POTONGAN DOKUMEN:
────────────────
Di dalam konteks GRII Singapura di mana saya melayani, ada pergumulan mengenai kurangnya orang yang memiliki kerinduan untuk melayani di dalam wadah-wadah yang ada. Kelihatannya ada ‘kehausan’ untuk mendengarkan khotbah Pdt. Dr. Stephen Tong, mengikuti kelas-kelas, tapi kurang sekali ada kerinduan untuk terjun di dalam pelayanan gerejawi. Apakah Theologi Reformed semacam ini yang diajarkan Yohanes Calvin?

Yohanes Calvin di dalam buku Institutio-nya sering berpolemik dengan skolastisisme dari Katolik Roma. Ada kecenderungan dari theolog-theolog Skolastik untuk berspekulasi mengenai hal-hal ‘theologis’ yang tidak dinyatakan di dalam Alkitab. Misalnya mereka mencari-cari apa esensi dari Allah secara ontologis. Akhirnya ‘theologi’ menjadi semacam permainan intelektual untuk mencari insights baru dan memuaskan intellectual lust mereka. Di dalam konteks tersebut, Yohanes Calvin menulis demikian:

“By the knowledge of God, I understand that by which we not only conceive that there is some God, but also apprehend what it is for our interest, and conducive to his glory, what, in short, it is befitting to know concerning him. For, properly speaking, we cannot say that God is known where there is no religion or piety.[iii]

Those, therefore, who, in considering this question, propose to inquire what the essence of God is, only delude us with frigid speculations,—it being much more our interest to know what kind of being God is, and what things are agreeable to his nature.”[iv]

Apakah Calvin pragmatis? Di dalam satu perspektif, ya. Calvin dalam hal ini pragmatis karena ia taat kepada perintah Tuhan dalam Ulangan 29:29, bahwa hanya hal-hal yang dinyatakan yang harus kita simpan sedalam-dalamnya dalam hati, kita renungkan, kita taati, dan kita ajarkan turun-temurun kepada anak cucu kita.
────────────────
Catatan dataset segmentasi:
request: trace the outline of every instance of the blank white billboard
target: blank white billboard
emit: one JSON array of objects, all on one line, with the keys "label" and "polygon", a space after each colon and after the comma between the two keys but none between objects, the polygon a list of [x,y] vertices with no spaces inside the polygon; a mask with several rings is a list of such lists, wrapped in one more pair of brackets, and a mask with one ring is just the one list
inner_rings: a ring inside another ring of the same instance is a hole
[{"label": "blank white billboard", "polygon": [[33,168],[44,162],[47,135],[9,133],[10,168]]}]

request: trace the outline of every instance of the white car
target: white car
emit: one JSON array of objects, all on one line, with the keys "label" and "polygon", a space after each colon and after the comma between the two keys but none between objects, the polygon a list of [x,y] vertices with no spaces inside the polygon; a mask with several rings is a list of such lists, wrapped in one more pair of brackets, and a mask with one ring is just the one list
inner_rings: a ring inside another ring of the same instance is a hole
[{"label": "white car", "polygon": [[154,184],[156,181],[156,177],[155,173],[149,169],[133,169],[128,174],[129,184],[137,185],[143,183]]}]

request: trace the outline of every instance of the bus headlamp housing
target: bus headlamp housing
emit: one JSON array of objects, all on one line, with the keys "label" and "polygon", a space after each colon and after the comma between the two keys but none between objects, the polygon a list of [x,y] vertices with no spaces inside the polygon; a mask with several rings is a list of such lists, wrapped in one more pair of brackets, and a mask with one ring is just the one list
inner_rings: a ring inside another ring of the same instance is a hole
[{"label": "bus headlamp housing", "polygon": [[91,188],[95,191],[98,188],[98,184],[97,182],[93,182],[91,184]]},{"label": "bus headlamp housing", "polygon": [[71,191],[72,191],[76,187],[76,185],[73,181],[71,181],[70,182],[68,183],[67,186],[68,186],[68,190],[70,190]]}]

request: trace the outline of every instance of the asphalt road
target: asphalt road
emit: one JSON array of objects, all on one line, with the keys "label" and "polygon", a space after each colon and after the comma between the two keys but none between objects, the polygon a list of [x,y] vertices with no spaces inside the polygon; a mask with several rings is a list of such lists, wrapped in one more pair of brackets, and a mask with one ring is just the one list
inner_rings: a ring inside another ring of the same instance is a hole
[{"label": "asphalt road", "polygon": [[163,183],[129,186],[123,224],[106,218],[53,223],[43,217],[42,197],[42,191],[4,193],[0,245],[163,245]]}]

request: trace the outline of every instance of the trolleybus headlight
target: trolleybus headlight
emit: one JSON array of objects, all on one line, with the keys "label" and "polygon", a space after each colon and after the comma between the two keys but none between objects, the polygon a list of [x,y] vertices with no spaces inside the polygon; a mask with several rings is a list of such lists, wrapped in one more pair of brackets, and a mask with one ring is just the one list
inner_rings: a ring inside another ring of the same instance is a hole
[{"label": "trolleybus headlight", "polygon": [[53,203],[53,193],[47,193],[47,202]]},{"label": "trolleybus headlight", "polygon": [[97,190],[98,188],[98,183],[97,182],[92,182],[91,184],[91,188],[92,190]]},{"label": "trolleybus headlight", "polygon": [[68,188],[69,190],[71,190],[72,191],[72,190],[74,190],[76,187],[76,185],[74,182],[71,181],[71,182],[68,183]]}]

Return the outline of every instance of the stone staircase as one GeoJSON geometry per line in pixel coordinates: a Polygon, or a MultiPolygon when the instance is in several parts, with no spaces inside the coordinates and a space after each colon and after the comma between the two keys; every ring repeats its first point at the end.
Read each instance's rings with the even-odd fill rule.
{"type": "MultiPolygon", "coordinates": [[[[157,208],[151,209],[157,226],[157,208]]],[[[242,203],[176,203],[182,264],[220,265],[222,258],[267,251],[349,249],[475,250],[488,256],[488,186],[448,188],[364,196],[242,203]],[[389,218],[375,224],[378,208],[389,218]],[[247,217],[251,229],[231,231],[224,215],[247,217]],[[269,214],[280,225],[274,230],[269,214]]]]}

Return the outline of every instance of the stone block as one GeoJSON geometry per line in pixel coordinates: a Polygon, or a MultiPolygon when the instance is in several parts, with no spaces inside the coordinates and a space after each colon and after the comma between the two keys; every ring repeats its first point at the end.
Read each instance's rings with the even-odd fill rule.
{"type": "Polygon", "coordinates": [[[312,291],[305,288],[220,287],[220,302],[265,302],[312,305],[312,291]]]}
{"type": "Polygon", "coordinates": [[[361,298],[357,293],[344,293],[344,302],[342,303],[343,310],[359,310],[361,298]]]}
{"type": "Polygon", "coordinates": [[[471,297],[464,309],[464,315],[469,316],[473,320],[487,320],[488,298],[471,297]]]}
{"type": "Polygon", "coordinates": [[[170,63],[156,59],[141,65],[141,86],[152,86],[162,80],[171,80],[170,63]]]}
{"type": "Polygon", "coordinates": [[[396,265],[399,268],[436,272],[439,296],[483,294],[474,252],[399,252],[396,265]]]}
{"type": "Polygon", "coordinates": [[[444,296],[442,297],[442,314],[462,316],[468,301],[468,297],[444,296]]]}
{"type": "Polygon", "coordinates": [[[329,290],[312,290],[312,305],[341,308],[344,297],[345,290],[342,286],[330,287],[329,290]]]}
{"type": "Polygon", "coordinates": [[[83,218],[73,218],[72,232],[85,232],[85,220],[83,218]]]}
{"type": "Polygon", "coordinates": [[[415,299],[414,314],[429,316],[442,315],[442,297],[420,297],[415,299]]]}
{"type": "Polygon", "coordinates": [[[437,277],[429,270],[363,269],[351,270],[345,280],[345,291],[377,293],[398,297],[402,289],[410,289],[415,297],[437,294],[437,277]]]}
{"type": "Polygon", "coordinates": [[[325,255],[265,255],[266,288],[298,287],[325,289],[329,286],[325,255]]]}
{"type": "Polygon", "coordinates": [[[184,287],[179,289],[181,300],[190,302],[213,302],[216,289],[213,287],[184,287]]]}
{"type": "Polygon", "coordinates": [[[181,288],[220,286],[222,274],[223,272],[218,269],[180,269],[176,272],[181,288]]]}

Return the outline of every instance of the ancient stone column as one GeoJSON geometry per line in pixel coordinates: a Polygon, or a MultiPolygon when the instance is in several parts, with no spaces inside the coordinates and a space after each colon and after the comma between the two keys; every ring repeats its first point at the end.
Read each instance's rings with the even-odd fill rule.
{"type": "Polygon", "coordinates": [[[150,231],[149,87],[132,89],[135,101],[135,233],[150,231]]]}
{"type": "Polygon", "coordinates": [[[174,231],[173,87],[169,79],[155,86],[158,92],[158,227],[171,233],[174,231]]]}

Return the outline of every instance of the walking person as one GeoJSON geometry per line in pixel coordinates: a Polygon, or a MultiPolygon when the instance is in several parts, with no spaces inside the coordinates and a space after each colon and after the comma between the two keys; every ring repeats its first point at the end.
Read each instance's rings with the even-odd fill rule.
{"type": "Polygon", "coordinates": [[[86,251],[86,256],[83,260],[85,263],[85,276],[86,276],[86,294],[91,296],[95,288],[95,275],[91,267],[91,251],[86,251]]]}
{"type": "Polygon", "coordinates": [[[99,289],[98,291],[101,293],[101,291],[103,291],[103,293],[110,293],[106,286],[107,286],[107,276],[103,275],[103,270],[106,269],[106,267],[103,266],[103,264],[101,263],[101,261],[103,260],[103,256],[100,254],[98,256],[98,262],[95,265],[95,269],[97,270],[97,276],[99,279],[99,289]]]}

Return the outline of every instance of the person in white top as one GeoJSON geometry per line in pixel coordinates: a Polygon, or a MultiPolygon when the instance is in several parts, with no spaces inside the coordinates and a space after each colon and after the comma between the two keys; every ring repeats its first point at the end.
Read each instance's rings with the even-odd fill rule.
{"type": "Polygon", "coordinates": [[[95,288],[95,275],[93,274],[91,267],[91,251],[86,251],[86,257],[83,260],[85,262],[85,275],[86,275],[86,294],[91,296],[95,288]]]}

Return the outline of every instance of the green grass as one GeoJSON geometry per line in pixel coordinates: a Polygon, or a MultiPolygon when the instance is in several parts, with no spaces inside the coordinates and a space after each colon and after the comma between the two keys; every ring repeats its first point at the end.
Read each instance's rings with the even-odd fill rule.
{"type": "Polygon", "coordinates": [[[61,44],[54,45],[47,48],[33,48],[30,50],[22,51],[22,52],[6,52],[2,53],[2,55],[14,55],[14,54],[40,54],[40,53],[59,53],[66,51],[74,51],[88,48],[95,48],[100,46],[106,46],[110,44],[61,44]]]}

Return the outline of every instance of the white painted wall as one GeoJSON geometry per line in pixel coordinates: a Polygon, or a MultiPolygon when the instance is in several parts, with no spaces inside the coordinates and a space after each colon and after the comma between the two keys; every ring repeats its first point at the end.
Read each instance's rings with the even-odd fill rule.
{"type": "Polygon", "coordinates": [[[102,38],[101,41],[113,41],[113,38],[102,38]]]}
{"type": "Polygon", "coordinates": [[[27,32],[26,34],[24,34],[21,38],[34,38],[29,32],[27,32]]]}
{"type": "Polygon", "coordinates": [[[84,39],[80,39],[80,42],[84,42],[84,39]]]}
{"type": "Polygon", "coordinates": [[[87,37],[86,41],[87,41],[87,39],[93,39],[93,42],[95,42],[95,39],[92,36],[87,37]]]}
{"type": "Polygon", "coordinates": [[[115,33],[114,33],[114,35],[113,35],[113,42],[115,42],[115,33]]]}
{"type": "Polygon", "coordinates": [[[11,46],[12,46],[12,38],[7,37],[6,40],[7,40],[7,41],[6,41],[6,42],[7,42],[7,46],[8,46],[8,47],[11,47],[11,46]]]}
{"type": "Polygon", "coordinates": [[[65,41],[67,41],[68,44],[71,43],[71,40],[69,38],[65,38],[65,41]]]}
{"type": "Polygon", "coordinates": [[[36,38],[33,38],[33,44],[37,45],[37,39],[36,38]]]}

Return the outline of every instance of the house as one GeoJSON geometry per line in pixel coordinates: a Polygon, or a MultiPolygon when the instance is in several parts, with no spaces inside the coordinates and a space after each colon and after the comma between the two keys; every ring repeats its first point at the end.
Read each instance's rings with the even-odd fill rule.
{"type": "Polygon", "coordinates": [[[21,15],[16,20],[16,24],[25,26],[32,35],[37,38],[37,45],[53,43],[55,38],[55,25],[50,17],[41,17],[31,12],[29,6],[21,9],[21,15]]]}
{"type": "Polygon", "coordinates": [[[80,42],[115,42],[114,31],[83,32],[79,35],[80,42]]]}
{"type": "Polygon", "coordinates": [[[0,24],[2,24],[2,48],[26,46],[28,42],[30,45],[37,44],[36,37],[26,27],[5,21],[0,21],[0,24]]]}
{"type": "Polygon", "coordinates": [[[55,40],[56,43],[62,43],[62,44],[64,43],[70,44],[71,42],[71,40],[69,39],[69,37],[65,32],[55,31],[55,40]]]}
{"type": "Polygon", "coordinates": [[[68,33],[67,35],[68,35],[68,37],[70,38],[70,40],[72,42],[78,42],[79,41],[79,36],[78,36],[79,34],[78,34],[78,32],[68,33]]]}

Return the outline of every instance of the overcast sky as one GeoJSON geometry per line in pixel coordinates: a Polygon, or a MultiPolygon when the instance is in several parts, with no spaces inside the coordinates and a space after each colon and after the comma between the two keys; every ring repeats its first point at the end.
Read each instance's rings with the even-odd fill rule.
────────────────
PETUNJUK 1:
Jawab pertanyaan berikut dari potongan dokumen tentang Calvin:
(a) Penulis melayani di gereja mana?
(b) Apa yang dicari-cari para theolog Skolastik secara ontologis?
(c) Menurut penulis, perintah Tuhan di ayat mana yang ditaati Calvin?
PETUNJUK 2:
Salin kata demi kata bagian dari potongan dokumen tentang Calvin, mulai dari "Those, therefore, who, in" sampai dengan "anak cucu kita.".

HASIL LATIHAN 1:
(a) Di GRII Singapura.
(b) Apa esensi dari Allah.
(c) Ulangan 29:29.

HASIL LATIHAN 2:
Those, therefore, who, in considering this question, propose to inquire what the essence of God is, only delude us with frigid speculations,—it being much more our interest to know what kind of being God is, and what things are agreeable to his nature.”[iv]

Apakah Calvin pragmatis? Di dalam satu perspektif, ya. Calvin dalam hal ini pragmatis karena ia taat kepada perintah Tuhan dalam Ulangan 29:29, bahwa hanya hal-hal yang dinyatakan yang harus kita simpan sedalam-dalamnya dalam hati, kita renungkan, kita taati, dan kita ajarkan turun-temurun kepada anak cucu kita.